• [Bagian Dokumen]
* * * * * * * * *

Krisis global mulai unjuk gigi kepada
siapa pun yang tidak siap menghadapinya. Bank-bank besar, korporasi-korporasi
besar dengan reputasi ratusan tahun terpaksa gulung tikar. Lembaga keuangan
syariah pun mulai terkena imbasnya, khususnya yang hanya mementingkan pemenuhan
aspek formalitas syariah, tapi melupakan jiwa syariah itu sendiri. Diawali
dengan kenaikan harga minyak akibat perang berkepanjangan, yang membuat
negara-negara Teluk kebanjiran petro dolar. Melimpahnya likuiditas ini
mendorong agresivitas investasi untuk mencari keuntungan. Di sisi lain,
kesadaran akan nilai-nilai religi mendorong munculnya permintaan akan produk
investasi yang sesuai dengan syariah. Salah satu ciri produk investasi syariah
adalah adanya underlying asset untuk setiap transaksi finansial.
Nah, tingginya permintaan produk
investasi yang memiliki underlying asset ini, disambut oleh bank-bank
besar dengan merancang produk yang dikaitkan dengan komiditas tertentu, antara
lain minyak, tembaga, emas dan minyak sawit. Produk investasi yang dikenal
dengan nama commodity murabahah ini menjadi sangat populer di
kalangan perbankan syariah di luar negeri.
Bursa komoditas berjangka mendapatkan
momentum baru dengan perkembangan ini. Volume perdagangan meningkat cepat. Bila
tadinya harga minyak di bursa komoditas berjangka mengikuti harga minyak di
pasar spot karena volumenya kecil, kini harga minyak di pasar spot mengikuti
harga minyak di bursa berjangka. Keadaan ini semakin mendorong meroketnya harga
minyak.

* * * * * * * * *

• [Kutipan Data]
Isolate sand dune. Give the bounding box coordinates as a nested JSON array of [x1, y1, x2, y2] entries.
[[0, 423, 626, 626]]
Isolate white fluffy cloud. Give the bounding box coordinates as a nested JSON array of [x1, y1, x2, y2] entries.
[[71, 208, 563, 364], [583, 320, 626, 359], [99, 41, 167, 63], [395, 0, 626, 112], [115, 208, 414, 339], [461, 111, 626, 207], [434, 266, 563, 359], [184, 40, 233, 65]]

* * * * * * * * *

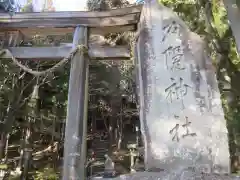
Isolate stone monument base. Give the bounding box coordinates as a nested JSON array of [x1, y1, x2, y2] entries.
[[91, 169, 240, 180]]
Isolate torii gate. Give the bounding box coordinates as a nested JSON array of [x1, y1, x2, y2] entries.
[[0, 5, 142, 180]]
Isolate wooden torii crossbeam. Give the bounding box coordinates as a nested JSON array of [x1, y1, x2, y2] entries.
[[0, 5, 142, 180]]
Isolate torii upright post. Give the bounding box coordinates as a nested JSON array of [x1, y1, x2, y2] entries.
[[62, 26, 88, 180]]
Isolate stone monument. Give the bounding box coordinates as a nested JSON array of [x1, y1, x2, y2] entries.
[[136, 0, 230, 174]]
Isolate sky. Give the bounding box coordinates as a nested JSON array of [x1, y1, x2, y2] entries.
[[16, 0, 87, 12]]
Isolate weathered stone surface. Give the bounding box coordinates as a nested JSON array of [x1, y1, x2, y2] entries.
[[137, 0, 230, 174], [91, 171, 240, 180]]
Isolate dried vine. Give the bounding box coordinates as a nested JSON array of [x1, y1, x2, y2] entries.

* * * * * * * * *

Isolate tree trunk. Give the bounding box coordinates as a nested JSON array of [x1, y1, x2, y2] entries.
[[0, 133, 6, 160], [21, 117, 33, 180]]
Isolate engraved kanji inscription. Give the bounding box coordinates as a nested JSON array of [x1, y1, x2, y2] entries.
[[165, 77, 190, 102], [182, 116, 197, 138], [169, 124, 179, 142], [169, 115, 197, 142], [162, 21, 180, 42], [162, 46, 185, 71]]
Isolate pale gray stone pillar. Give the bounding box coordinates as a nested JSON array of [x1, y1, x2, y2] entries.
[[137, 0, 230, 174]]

* * * * * * * * *

• [Permintaan Tugas A]
Jawab pertanyaan berikut berdasarkan teks tentang krisis global dan investasi syariah.
(i) Apa yang membuat negara-negara Teluk kebanjiran petro dolar?
(ii) Komoditas apa saja yang disebut dikaitkan dengan produk rancangan bank-bank besar?
(iii) Setelah volume perdagangan meningkat, harga minyak di pasar spot mengikuti harga minyak di mana?
• [Permintaan Tugas B] Perpanjang teks tentang krisis global dan investasi syariah, mulai setelah kalimat terakhirnya.

• [Hasil Tugas A]
(i) Kenaikan harga minyak akibat perang berkepanjangan.
(ii) Minyak, tembaga, emas, dan minyak sawit.
(iii) Di bursa berjangka.

• [Hasil Tugas B]
Kenaikan harga minyak yang meroket
serta-merta membuat kawasan Teluk kebanjiran petro dolar dan melambungkan daya
beli kawasan ini. Harga-harga properti di kawasan Teluk meroket karena
ekspektasi pasar yang berlebihan seakan-akan Dubai, Qatar, dan negara-negara
kawasan Teluk lainnya akan menjelma menjadi pusat keuangan dunia menggantikan
New York dan London. Pengembangan pulau buatan manusia berbentuk pohon kurma,
Buruj al Arab sebagai bangunan tertinggi di dunia, semakin melambungkan
ekspektasi pasar akan permintaan yang tinggi terhadap sektor properti. Tak ayal
lagi harga properti di kawasan ini melambung tinggi.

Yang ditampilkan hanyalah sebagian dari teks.